### YOUR ASSIGNMENT
Could you restate the entries below word for word?

※

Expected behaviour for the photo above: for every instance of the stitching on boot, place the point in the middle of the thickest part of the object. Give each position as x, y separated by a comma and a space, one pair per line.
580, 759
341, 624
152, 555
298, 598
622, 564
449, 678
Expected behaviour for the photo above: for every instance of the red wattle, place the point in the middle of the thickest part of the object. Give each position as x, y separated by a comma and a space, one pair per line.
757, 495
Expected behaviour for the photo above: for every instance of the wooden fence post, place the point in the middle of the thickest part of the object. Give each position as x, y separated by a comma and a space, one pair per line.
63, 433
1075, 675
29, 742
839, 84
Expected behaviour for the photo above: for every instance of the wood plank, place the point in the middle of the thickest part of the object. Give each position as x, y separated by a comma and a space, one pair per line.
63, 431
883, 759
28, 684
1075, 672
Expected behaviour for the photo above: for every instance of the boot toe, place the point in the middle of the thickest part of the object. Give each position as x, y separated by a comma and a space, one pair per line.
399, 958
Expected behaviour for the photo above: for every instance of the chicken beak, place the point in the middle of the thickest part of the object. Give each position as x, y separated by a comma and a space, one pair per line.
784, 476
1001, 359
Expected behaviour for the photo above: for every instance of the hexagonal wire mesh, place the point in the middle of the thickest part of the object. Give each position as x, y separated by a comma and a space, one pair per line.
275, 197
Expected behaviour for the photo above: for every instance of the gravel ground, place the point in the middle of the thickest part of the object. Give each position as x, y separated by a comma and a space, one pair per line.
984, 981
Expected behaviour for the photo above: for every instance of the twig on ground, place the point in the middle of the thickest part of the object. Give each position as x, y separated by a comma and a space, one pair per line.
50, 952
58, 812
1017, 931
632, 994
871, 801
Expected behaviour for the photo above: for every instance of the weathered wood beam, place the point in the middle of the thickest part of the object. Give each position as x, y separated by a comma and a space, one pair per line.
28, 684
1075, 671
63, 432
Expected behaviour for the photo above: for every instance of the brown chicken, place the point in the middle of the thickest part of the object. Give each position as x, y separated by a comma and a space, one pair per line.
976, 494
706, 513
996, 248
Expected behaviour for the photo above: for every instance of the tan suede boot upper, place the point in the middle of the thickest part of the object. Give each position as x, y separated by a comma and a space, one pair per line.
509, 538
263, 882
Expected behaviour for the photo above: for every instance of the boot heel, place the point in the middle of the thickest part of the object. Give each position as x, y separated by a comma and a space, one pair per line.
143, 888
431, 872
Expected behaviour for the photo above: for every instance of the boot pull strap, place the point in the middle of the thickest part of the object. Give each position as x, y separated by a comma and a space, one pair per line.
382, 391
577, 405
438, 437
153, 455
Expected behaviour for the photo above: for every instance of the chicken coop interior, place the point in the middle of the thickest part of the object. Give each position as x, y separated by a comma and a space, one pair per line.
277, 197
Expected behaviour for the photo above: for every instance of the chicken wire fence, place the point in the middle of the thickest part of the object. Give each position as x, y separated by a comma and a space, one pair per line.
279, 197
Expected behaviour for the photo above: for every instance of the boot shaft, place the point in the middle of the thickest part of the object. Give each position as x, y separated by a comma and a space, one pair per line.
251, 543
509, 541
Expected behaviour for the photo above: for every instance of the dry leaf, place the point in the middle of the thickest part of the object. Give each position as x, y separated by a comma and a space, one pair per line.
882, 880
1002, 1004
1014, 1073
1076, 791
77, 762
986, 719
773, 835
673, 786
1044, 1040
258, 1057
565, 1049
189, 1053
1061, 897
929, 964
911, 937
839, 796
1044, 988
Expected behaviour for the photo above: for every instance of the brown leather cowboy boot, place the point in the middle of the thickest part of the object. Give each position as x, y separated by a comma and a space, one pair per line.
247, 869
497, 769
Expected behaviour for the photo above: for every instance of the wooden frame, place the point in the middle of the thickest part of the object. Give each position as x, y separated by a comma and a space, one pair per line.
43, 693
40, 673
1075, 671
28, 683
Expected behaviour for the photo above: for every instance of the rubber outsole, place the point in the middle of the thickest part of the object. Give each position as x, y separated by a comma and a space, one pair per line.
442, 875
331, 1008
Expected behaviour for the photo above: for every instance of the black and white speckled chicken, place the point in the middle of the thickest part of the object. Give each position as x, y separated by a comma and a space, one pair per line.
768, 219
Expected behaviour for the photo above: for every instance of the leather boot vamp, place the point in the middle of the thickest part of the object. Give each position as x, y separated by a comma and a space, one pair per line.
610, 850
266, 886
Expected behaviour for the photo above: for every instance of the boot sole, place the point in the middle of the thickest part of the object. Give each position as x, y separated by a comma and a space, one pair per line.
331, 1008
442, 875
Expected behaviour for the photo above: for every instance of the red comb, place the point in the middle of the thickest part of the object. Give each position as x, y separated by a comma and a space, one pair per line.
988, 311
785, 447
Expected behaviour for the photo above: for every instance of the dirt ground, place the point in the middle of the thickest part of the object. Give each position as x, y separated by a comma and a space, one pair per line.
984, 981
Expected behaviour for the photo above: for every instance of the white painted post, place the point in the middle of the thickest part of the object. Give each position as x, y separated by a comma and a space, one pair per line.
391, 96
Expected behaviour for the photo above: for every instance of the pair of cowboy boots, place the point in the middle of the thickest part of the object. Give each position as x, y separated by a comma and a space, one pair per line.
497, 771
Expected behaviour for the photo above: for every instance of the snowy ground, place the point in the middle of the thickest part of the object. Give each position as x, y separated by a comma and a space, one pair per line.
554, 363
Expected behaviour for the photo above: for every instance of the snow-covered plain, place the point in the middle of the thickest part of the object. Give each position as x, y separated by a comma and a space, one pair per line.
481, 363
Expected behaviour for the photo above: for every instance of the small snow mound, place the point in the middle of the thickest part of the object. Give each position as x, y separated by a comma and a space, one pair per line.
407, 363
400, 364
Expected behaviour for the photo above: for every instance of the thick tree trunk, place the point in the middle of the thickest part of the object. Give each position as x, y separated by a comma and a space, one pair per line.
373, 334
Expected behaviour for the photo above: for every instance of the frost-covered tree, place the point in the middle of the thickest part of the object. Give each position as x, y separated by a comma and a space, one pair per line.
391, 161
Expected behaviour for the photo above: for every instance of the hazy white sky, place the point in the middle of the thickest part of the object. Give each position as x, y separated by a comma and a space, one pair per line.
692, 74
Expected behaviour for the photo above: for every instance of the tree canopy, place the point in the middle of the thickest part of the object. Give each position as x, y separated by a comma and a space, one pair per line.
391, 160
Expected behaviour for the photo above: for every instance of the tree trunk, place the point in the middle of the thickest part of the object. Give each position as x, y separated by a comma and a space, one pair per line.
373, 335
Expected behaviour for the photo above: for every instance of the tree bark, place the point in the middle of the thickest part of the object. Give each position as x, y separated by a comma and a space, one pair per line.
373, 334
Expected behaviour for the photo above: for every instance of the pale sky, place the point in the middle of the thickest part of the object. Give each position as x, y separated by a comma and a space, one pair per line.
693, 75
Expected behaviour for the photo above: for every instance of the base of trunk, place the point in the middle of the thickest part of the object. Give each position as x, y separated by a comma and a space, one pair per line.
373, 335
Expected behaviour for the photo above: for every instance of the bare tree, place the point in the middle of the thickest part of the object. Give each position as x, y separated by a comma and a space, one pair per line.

※

### WRITTEN REPLY
Expected behaviour for the photo above: for every instance of the stitching on boot, place the point in the middle of the thickest part of the object. Give each position as x, y separated by a comma and a space, one pair per line.
580, 759
341, 624
152, 555
298, 598
622, 564
449, 678
Expected behaviour for the photo above: for every instance of the red wattle, place the point in the middle of the thickest part of the object. Give each position as x, y separated by a comma and a space, one pair per line.
757, 495
Expected behaviour for the photo above: for every instance of the wooden fence post, place the point in the middle of the thickest part of the object. Give each position as x, y separated by a comma and a space, one pair per line.
63, 433
1075, 675
29, 742
839, 84
Expected behaviour for the photo above: for every instance of the wood plank, place the point in the middle of the thickest part of the object. Give each position as x, y separated by a comma and a space, one pair per line.
63, 431
883, 759
28, 684
1075, 672
Expected behaviour for the photo above: for every instance of the boot toe, place the point in the middle of the thickest part of the object. Give each position as x, y separated by a comma and a space, one pair per line.
399, 958
Expected behaviour for the photo above: for every instance of the chicken beak, place the point in the middle of the thickest part of the object. Give each position as x, y separated by a comma and a space, one pair per line.
784, 476
1001, 359
Expected behaviour for the photo above: for every instance of the hexagonal wire mesh, place the point in the middle of the thickest part of the object. Give each position as x, y separated by a comma and a space, one pair per line.
275, 197
Expected behaviour for the photo above: for every instance of the gravel ground, place the point in the middle of the thickest part of the object. Give each position as x, y separated by a comma and a space, one pair per line.
984, 981
Expected behaviour for the photo above: for every instance of the twig on ground, place the point in the middle of the thickest part of the object. Give each position as x, y separated by a comma and a space, one pair per line.
50, 952
58, 812
1017, 931
632, 994
871, 801
Expected behaviour for the photo above: for every instance of the weathered wood beam, place the point in the middle of the thickest part of the object. Give each position as x, y separated by a comma and a space, one pair per line.
28, 684
1075, 671
63, 432
Expected behaviour for the photo above: for every instance of the brown chicken, place the point in the middle of the thickest part of the object. Give each position as x, y separated by a comma and a space, one pair per line.
976, 494
706, 513
996, 248
Expected behaviour for the photo above: for every instance of the tan suede boot upper, place the point in the middle of the thickest part of the object. Give each position as x, y separated by a comma and a space, one pair per line.
509, 538
263, 882
Expected behaviour for the photo above: for every instance of the boot heel, place the point in the middle of the thickest part of the object. Give each position as x, y separated by a comma and a space, one pair per line.
143, 888
431, 872
Expected behaviour for the photo above: for every instance of the boot pull strap, place the point in the middle of the thickest part of the object. Give each position as x, y separated by a comma and a space, one pair per line.
382, 391
577, 405
438, 437
153, 455
Expected behaviour for the photo above: for every instance of the chicken coop interior, place the point in the middle of the thickest part of the object. Give each position as x, y separated by a comma and a space, one pair per line.
277, 197
Expected behaviour for the photo above: for every instance of the chicken wire fence, place the point in the middle of the thickest part of the object. Give each position as x, y separated by a comma and a space, one pair per line.
279, 197
Expected behaviour for the photo above: for every instance of the boot shaft, place the point in the middle of the thickest part of the object. Give each position as x, y separated by a comma and a space, one pair per line.
251, 543
509, 541
Expected behaviour for the photo above: for every instance of the dry leaf, place the point in the middle of the thickest part of the object. Give each position as x, y separated by a comma and a space, one pair per line.
882, 880
1002, 1004
1014, 1073
1076, 791
77, 762
986, 719
773, 835
673, 786
1044, 1040
258, 1057
565, 1049
189, 1053
1061, 897
929, 964
911, 937
839, 796
1044, 988
Expected behaviour for the photo above: for every instance of the brown leather cowboy boot, place the point in the middle of the thickest part of the object. Give each position as x, y separated by a comma and a space, one pair per line.
247, 869
497, 769
Expected behaviour for the photo above: for every instance of the wooden frame, place the point in the middle of the thickest part of the object. Give each position as x, y separated by a comma and a space, one pair per line.
43, 693
40, 673
1075, 671
28, 683
Expected behaviour for the photo above: for every instance of the rubber outsole, place the point in the middle of the thickest part of the object. Give each position as x, y separated by a comma and a space, one pair per line.
442, 875
331, 1008
Expected behaviour for the photo above: for every instance of the black and white speckled chicken, place the point in the middle of the thickest part of the object. Give each position as x, y separated by a comma and a space, one pair per line.
768, 219
Expected behaviour for the photo above: for every instance of the leather boot vamp, place the point in the middle of the thickest part of the object. Give each position as x, y separated by a comma and a space, one pair per line.
610, 850
266, 886
Expected behaviour for the photo above: for every instance of the boot sole, place the point in the middle of the thickest part of the object. Give each position as x, y separated by a comma and a space, one pair per line.
331, 1008
442, 875
Expected behaviour for the photo above: for every instance of the red comb, place the point in the middle of the thickest part of the object. Give each position as x, y separated by a comma and a space, one pair per line.
988, 311
785, 447
Expected behaviour for the photo above: for every instance of the dirt ground, place the point in the middle of the thickest part of the object. Give each position as x, y separated by a comma and a space, one pair per line.
984, 981
Expected behaviour for the photo above: for every instance of the white painted post, place the point in the middle of the thickest part of the object. Give each position as x, y separated by a comma and a space, one pair per line.
391, 96
Expected behaviour for the photo above: for every instance of the pair of cowboy boots, place the point in the middle of the thickest part of the object. Give each position as x, y separated by a comma and a space, one pair per line.
497, 771
Expected behaviour for the photo above: for every instance of the snowy ground, place the point in the middle of the thickest part of the object. Give each position as x, y separated by a comma and a space, one pair per line.
554, 363
Expected behaviour for the photo above: for every instance of the snow-covered plain, place the point in the middle of the thickest part of the object. Give each position as x, y separated by a comma and a space, one pair per line.
481, 363
Expected behaviour for the photo above: for every instance of the small snow mound, place the point in the middle of the thickest part of the object. Give each position as x, y separated by a comma and a space, one pair per line.
407, 363
400, 364
Expected behaviour for the photo above: for every instance of the thick tree trunk, place the point in the middle of the thickest part of the object. Give each position as x, y separated by a comma and a space, one pair per line.
373, 334
Expected behaviour for the photo above: for every instance of the frost-covered tree, place the point in the middle of the thickest part of the object. Give each position as x, y separated by a comma and a space, one pair per line.
391, 161
Expected behaviour for the photo above: for every instance of the hazy white sky, place the point in the middle of the thickest part of the object. Give each position as x, y separated by a comma and a space, one pair per line.
692, 74
Expected behaviour for the photo above: for every instance of the tree canopy, place the point in the middle of the thickest part of the object. Give each position as x, y separated by a comma and a space, one pair per line.
391, 160
Expected behaviour for the photo above: for every instance of the tree trunk, place the point in the middle of the thickest part of the object. Give each position as x, y separated by a comma and a space, one pair per line.
373, 335
Expected behaviour for the photo above: for every instance of the tree bark, place the point in the middle of the thickest part of the object. Give each position as x, y separated by a comma and a space, one pair per line.
373, 334
Expected behaviour for the photo above: for every instance of the pale sky, place the point in the middle of the thickest part of the object. Give each position as x, y separated by a comma and a space, one pair per line.
693, 75
Expected behaviour for the photo above: for every instance of the base of trunk, place the point in the middle of the thickest part of the object. Give each position as x, y separated by a comma and a space, one pair per line.
373, 335
Expected behaviour for the photo above: for every instance of the bare tree, place the point in the middle of the thickest part of the object. Give each position as x, y separated by a comma and a space, one pair per line.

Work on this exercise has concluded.